本文:
年間60~70冊ほど読んでます。原則毎週日曜日に更新しますが、稀にプラスαもあります。本好きの方集まれ!

辛酸 田中正造と足尾鉱毒事件

 

おはようございます。

 

医師が本業に専念できるように、

転職や開業をオーダーメードでフルサポートする

ジーネット株式会社の小野勝広です。

 

「辛酸 田中正造足尾鉱毒事件」

城山 三郎 角川文庫 を読みました。

 

医師キャリア事件

 

田中正造足尾鉱毒事件。

教科書で見掛けましたね…(苦笑)。

 

この本も私のまだ読んでない本棚に

随分前からずっと保管されていたのですが、

なぜかふと読みたくなり

手を伸ばしてみた次第です。

 

毎日新聞を読んだり、

ニュースを見たりする中で、

今こそ本書を読むべきだ…と

深層心理で心に訴えてきたのかもしれませんね~。

 

さてこのテーマに城山三郎さんが

どんなスタンスで挑むのか?

城山作品ファンの私としては

その点も楽しみだったのですが、

完全に裏切られました。

 

別に悪い意味ではありません。

 

何と足尾鉱毒事件自体には

ほとんど触れておりません。

 

田中正造の名を知らしめたのは

間違いなく足尾鉱毒事件だと思うのですが、

本書はその後について書かれているのです。

 

二部構成になっており、

一部では足尾鉱毒事件の後に騒がれた

谷中村問題について。

 

二部では田中正造が亡くなった後に

その志を引き継いだ若者たちに

焦点を当てています。

 

田中正造の生い立ちや足尾鉱毒事件に

どう立ち向かったのかを学びたかった

私としては残念ではありましたが、

城山作品の意外性に舌を巻きながらも読み進めました。

 

いやはや足尾鉱毒事件ってのは、

事件そのものだけではなく

その後も国、県のひどい仕打ちが続いたのですね…。

 

田中正造の晩年から

死を迎えるまでの戦いは、

谷中村の住民と共に権力に対しての反抗でした。

 

明治維新以降、

我が国の富国強兵のイチ役を担った足尾銅山

 

それが鉱毒事件以来、

これほどに残酷で、悲惨で、

度重なる裁判紛争がありながらも、

まさに血も涙もない国、県の住民軽視。

 

いやそれどころか鉱毒事件を隠すかの如く、

現場をダムの中に沈めてしまうために

その候補地であった谷中村の住民を追い出す始末。

 

ここに携わった役人たちの残忍さ。

 

本人たちは命令の下に

動いていただけなのでしょうが、

人として許せない…という

感情が沸き上がりました。

 

衆議院議員であった田中正造が関わったから

世間からも注目され、

今でも記録が残されていますが、

もし住民運動だけであれば

確実に権力に握りつぶされ、

今ではすっかり忘れ去られているのでしょうね…。

 

日本初の公害と言われる

足尾鉱毒事件自体も実に酷いものでしたが、

何とこの公害を起こした企業は現代でも

大企業のまま生き残っているのですね…。

 

こんな企業を生き延びさせてしまう我が国…。

これでいいのか?と疑問に思います。

 

また当時の他の政治家は何をやってたんだ!

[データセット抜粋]
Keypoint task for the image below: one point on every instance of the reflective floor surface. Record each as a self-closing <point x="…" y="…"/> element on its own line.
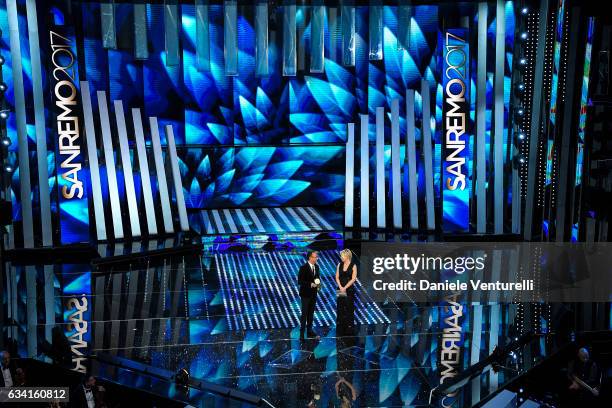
<point x="178" y="314"/>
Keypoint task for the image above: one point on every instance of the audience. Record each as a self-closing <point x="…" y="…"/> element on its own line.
<point x="8" y="378"/>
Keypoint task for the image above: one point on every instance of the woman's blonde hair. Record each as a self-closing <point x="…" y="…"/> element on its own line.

課題の目的:
本文の「衆議院議員であった田中正造が関わったから」で始まる段落を、主な内容を保ったまま簡潔な箇条書きに書き改めてください。

回答:
- 衆議院議員であった田中正造が関わったため、世間からも注目された。
- そのため、今でも記録が残されている。
- 住民運動だけであれば、確実に権力に握りつぶされ、今ではすっかり忘れ去られていたであろう。